> **Extrait du document**:
Depuis, Carrasco a gommé le Ferreira de son patronyme "parce que cela ne se faisait pas de mettre Ferreira, le nom de papa, alors que cela fait des années que je ne le vois plus ni lui, ni la famille de son côté". Et il s'est de facto rapproché de la branche maternelle. De sa maman, forcément, qui a joué un rôle central "car comme je n'ai pas de père et qu'une mère, elle a accepté tous les efforts que j'ai faits et m'a permis de réussir dans le foot alors que beaucoup de parents ne laissent pas forcément partir leurs enfants". Mais aussi du reste de la tribu qui vit à Grimbergen. Au point de les gâter.

Yannick Carrasco est très proche de son grand-père paternel.
"Mes grands-parents se sont sacrifiés pour leurs petits-enfants, c'est maintenant à moi de leur rendre la pareille", justifie-t-il. Et s'il revendique un côté solitaire, Carrasco n'en reste pas moins famille. Quand tout le monde est rassemblé, sa tante Julia "le trouve directement dans son élément. Il me dit souvent Tita (tatie en espagnol), quand je reviens ici, je suis Yannick, je suis ton neveu. Pas un footballeur".
"Je savais ce que je voulais faire. Même si je ne réussissais pas, je voulais mettre toutes les chances de mon côté pour ne pas avoir de regrets. Cela a marché. Je suis allé en famille d’accueil, c’était compliqué, je partais 6 jours sur 7."
À un âge où certains enfants sont encore collés aux basques de leurs parents, Yannick Carrasco quitte la région bruxelloise pour Genk. L'Ixellois n'a que 11 ans et fait la connaissance dans le Limbourg des Kevin, De Bruyne et Kiss. De trois ans son aîné, ce dernier n'a rien oublié de ces années.
"J'étais un peu le grand frère. J'ai pris Yannick directement sous mon aile mais il n'avait pas besoin de cela car il était déjà assez mature pour son âge. Je l'ai aidé mais il savait déjà bien parler néerlandais. Je l'aidais en dehors du foot. Sur le terrain, avec son caractère, il s'est vite intégré dans son équipe, il a marqué ses buts pour progresser tout doucement."
"J'avais envie d'un nouveau challenge"
Le tout dans une génération moins estimée que les 91 de KDB ou les 94 de Limbombe, Croux et Praet. Dans ce millésime 93, Carrasco détonne par ses prises de risques, son sens du dribble et de l'élimination. Un art du contre-pied qu'il va pousser à l'extrême dans le plus grand secret.
Repéré par Stéphane Pauwels à l'occasion d'un match des U16 contre le Luxembourg à Virton, Carrasco va sur ses 16 ans sans que le Racing ne lui ait proposé de contrat. Ce qui ne sera pas le cas des dirigeants Monégasques sous le charme après un test effectué en ayant séché un examen de mathématiques.
Quand la nouvelle de son exode arrive jusqu'aux oreilles de Franky Vercauteren, il est déjà trop tard.

[Entrées de contours des zones étiquetées]
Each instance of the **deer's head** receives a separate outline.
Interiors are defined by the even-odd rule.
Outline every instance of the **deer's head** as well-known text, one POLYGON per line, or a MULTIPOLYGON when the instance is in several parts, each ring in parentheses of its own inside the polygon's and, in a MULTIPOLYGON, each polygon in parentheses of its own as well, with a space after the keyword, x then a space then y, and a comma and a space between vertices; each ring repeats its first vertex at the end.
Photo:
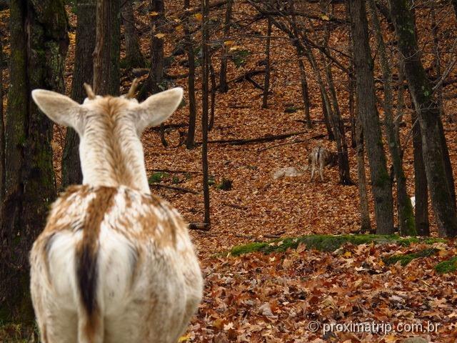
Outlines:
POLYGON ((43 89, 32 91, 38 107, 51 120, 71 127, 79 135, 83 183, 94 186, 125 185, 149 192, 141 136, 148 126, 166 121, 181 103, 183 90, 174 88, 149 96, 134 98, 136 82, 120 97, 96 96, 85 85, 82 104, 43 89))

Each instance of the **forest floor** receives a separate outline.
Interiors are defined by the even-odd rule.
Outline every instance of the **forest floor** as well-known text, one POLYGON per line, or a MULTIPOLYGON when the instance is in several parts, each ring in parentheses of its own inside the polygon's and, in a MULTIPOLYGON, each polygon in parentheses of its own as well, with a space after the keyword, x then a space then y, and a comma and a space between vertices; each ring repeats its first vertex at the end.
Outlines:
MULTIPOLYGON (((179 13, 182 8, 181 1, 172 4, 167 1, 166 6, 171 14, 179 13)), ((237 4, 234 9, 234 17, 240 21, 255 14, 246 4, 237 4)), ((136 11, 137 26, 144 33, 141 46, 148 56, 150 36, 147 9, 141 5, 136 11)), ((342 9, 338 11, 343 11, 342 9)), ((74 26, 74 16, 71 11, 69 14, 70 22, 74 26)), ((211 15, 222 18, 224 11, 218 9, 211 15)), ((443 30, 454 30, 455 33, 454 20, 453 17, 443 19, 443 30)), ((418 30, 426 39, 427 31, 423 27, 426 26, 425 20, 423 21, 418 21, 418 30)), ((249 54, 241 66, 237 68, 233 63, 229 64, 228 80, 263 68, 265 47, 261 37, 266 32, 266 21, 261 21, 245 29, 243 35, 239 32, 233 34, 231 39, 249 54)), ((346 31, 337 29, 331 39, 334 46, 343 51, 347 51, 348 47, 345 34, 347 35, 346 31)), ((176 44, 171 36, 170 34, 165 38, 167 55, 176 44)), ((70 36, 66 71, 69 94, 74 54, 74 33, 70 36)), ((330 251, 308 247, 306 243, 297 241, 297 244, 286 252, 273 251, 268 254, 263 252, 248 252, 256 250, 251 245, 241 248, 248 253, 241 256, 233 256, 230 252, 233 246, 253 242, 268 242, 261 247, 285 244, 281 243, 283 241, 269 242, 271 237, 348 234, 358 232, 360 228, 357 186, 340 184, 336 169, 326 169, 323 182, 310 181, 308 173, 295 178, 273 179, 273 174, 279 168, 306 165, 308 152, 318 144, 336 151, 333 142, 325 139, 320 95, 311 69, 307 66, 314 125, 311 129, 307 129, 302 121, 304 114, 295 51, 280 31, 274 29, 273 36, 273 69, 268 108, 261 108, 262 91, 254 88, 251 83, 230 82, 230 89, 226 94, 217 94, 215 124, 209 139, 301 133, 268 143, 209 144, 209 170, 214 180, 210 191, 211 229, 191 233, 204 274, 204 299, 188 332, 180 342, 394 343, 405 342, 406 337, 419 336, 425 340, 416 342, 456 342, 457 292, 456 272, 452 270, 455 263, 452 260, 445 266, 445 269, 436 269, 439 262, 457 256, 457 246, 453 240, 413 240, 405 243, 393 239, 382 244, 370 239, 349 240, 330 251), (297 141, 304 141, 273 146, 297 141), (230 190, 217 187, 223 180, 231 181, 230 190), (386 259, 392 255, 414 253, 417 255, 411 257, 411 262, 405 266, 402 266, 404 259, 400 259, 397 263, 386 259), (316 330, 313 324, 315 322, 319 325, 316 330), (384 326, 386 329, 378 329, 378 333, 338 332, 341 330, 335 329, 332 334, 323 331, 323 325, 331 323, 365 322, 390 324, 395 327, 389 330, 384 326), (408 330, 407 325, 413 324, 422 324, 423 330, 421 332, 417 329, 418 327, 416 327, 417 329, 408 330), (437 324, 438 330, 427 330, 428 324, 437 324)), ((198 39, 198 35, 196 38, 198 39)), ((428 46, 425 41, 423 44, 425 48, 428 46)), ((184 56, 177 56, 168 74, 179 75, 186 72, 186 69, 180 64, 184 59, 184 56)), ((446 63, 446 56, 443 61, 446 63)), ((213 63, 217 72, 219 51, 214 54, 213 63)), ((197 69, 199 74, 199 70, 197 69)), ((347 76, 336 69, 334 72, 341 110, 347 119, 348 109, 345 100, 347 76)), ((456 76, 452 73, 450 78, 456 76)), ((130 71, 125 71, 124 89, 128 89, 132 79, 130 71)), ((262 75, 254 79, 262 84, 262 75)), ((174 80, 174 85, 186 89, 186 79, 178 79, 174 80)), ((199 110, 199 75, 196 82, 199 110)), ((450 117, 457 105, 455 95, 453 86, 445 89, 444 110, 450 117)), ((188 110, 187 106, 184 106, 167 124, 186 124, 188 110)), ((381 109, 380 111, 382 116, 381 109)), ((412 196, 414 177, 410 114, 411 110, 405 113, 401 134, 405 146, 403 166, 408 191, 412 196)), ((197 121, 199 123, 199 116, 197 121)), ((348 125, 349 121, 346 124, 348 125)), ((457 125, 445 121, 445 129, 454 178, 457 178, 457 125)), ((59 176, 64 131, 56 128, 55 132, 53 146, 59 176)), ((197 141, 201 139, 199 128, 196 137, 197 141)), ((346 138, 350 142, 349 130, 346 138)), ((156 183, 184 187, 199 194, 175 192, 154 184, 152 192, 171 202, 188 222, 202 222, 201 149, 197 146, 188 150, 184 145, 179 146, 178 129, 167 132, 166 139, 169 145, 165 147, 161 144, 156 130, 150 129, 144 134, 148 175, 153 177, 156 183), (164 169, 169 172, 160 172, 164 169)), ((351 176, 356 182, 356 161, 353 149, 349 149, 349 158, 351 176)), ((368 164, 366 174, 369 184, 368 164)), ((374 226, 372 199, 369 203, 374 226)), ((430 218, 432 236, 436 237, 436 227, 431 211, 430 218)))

--

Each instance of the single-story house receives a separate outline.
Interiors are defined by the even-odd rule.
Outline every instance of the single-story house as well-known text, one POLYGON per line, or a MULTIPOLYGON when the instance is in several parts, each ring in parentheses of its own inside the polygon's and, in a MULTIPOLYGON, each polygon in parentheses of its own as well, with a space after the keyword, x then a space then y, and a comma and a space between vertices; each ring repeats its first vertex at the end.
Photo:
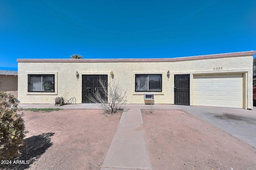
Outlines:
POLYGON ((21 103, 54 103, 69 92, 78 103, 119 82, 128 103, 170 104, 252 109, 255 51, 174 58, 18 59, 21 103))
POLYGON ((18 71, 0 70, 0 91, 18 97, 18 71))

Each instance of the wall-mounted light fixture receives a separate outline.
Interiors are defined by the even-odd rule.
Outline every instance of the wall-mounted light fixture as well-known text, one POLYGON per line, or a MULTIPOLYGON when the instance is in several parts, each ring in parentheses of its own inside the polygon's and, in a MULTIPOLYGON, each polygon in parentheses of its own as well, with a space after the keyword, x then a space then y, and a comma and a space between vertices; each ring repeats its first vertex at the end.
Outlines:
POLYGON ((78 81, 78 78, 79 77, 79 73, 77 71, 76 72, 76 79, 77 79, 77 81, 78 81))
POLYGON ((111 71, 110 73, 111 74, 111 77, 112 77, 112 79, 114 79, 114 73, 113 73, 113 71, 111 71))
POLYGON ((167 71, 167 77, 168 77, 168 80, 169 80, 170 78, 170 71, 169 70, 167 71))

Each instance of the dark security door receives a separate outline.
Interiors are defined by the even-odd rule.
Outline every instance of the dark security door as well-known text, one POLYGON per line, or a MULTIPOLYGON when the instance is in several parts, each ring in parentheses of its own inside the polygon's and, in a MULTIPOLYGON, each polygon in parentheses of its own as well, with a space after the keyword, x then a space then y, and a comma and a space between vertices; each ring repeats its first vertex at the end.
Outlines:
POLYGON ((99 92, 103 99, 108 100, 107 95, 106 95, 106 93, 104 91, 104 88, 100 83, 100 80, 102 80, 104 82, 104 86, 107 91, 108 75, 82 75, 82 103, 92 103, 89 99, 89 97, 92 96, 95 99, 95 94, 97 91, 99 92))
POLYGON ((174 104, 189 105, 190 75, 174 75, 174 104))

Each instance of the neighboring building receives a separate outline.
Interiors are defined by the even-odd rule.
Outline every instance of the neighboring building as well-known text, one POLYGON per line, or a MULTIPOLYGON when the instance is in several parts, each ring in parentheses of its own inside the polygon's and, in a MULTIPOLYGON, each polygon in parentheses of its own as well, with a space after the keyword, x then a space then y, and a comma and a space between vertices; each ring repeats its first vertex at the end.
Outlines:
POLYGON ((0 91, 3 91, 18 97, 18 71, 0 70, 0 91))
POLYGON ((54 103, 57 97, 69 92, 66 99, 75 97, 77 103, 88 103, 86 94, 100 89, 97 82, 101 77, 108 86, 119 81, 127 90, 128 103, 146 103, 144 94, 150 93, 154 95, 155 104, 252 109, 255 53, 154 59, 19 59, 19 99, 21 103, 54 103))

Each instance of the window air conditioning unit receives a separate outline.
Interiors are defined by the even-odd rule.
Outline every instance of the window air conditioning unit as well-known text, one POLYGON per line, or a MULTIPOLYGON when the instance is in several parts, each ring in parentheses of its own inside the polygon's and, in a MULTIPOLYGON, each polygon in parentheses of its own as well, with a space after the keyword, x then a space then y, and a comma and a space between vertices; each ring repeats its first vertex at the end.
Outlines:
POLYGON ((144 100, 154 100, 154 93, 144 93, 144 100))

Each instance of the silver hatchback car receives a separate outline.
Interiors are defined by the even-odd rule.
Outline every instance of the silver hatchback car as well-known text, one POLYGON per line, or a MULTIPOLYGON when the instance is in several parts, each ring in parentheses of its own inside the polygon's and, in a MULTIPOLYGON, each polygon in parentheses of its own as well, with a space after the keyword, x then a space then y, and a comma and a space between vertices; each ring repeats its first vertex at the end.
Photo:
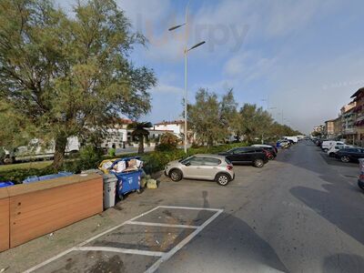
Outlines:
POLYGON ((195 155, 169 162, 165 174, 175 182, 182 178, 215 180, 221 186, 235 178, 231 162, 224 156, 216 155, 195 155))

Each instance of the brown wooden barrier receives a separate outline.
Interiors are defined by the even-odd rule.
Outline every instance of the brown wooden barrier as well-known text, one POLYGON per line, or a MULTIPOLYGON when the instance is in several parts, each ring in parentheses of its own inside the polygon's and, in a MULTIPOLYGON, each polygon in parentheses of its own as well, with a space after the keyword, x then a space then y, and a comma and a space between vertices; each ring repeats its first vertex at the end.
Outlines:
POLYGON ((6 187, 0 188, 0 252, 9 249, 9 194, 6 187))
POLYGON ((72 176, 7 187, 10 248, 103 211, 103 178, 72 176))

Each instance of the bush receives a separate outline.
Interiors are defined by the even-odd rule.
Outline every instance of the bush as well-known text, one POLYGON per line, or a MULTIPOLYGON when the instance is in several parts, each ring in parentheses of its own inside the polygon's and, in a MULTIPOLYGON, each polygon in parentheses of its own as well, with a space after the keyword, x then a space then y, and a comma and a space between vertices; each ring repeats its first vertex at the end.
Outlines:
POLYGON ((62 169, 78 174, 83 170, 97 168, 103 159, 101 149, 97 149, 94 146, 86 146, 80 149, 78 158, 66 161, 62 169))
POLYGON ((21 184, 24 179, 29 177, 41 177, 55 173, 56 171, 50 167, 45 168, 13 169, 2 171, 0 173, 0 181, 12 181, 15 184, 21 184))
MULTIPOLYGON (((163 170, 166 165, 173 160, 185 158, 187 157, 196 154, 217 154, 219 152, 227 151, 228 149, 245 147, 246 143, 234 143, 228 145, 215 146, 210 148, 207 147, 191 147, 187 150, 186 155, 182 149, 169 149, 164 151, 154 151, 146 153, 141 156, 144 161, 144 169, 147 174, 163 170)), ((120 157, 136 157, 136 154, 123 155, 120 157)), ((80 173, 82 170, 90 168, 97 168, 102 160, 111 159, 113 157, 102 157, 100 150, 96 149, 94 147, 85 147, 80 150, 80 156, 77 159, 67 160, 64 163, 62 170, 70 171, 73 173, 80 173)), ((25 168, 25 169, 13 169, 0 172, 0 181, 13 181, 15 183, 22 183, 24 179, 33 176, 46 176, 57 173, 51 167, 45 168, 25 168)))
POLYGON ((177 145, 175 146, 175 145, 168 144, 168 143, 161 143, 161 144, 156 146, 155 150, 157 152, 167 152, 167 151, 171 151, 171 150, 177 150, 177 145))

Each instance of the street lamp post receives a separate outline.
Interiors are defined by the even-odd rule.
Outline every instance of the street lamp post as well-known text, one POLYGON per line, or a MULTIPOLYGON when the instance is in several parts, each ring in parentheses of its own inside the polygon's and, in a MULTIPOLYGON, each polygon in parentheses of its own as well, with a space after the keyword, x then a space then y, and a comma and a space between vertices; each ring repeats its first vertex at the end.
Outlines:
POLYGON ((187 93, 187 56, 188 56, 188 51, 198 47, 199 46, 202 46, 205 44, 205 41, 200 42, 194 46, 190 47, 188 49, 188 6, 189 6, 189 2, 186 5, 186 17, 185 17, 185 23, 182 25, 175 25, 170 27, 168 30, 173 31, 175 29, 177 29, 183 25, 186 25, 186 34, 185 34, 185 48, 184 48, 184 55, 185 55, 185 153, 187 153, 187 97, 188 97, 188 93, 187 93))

> **Énoncé 1**:
Répondez aux questions suivantes à l'aide de l'extrait sur Yannick Carrasco.
(a) À quel âge quitte-t-il la région bruxelloise pour Genk ?
(b) Dans quelle localité vit le reste de sa famille du côté maternel ?
(c) Quel examen a-t-il séché pour passer le test à Monaco ?
> **Énoncé 2**:
Traduisez en anglais cette phrase de l'extrait sur Yannick Carrasco : « Repéré par Stéphane Pauwels à l'occasion d'un match des U16 contre le Luxembourg à Virton, Carrasco va sur ses 16 ans sans que le Racing ne lui ait proposé de contrat. »
> **Énoncé 3**:
Rédigez la suite de l'article sur Yannick Carrasco, à partir de sa dernière phrase.
Le listing ne joue aucun rôle dans ce travail.

> **Résultat attendu 1**:
(a) À 11 ans.
(b) À Grimbergen.
(c) Un examen de mathématiques.

> **Résultat attendu 2**:
Spotted by Stéphane Pauwels during an Under-16 match against Luxembourg in Virton, Carrasco is approaching his 16th birthday without Racing having offered him a contract.

> **Résultat attendu 3**:
"Je venais de commander mes frites et je vois un numéro inconnu qui m'appelle. Là, je dis allô, un peu comme si je répondais à un pote. 'Ah, oui, bonjour, je suis Franky Vercauteren, j'ai appris que tu allais quitter Genk, je voulais savoir si c'était toujours ton intention'. Je lui ai dit que j'avais pris ma décision, que je partais à Monaco", a expliqué récemment Carrasco dans So Foot.
"Très bien, je comprends, bonne chance à toi. Deux minutes après, il me rappelle pour demander si c'est sportivement ou financièrement que je pars et me fait comprendre qu'ils peuvent faire un effort sur le salaire. Mais ce n'était pas cela le problème, j'avais envie d'un nouveau challenge."
Eté 2010. Yannick Carrasco s'apprête à fêter ses 17 ans quand il débarque à Monaco. Du Limbourg à la Principauté, le dépaysement est total. Radical. Brutal même.
"Mais quand tu veux avoir quelque chose, il faut tout faire pour. À Monaco, j’étais juste seul pour dormir, je n’avais pas à me faire à manger, j’allais à la cafétéria midi et soir. Même s’il y a eu quelques petits coups de moins bien, j’étais très bien entouré par les animateurs", avoue celui qui confronté à certaines difficultés gagne "en maturité".
"Franchement, cela n’a pas été simple. Les gens sont différents ici. La première année, j’ai eu du mal. Mais ensuite, mes amis sont venus souvent, ma famille aussi pour ne pas que je reste seul, pour que je remonte la pente. La première année, franchement, c’était dur, les gens étaient un peu jaloux parce que j’avais signé un contrat pro. Mais la deuxième année, une fois qu’ils me connaissaient mieux, cela s’est mis en place et j’ai pris confiance."
Pourtant, un an après son arrivée, Monaco tombe en D2. "Et là, je me suis dit ah! Merde. Mais les Russes sont arrivés". En décembre 2011 précisément. "Cela m'a rendu le sourire". Et lui qui s'entraîne avec le groupe pro est à deux doigts d'enfin y jouer.
"J'avais pris la décision de le faire jouer car il était fort. Il fallait le lancer. C’était une évidence. Mais juste avant, il s’est blessé aux fessiers. Et il était deux mois à l’arrêt. C’était compliqué ensuite”, nous a confié Marco Simone.
Un autre Italien se chargera de lancer l'Ixellois en août 2012 : Claudio Ranieri. Sans le regretter vu le baptême de Carrasco dans la chaleur d'un été qu'il égaye.
Premier match de Ligue 2 et premier but.
Très vite pris sous son aile par Nabil Dirar, Carrasco en impose. Et s'impose. Loin du soleil, de la mer et du casino. “Beaucoup de joueurs n’ont pas réussi à Monaco à cause de la belle vie. Il y a beaucoup de vices. Si tu ne sais pas pourquoi tu es là, tu risques de te perdre rapidement. Le monde est beau, les sorties nombreuses tout comme les filles. Mais je sais ce que je veux, je suis là pour jouer au football."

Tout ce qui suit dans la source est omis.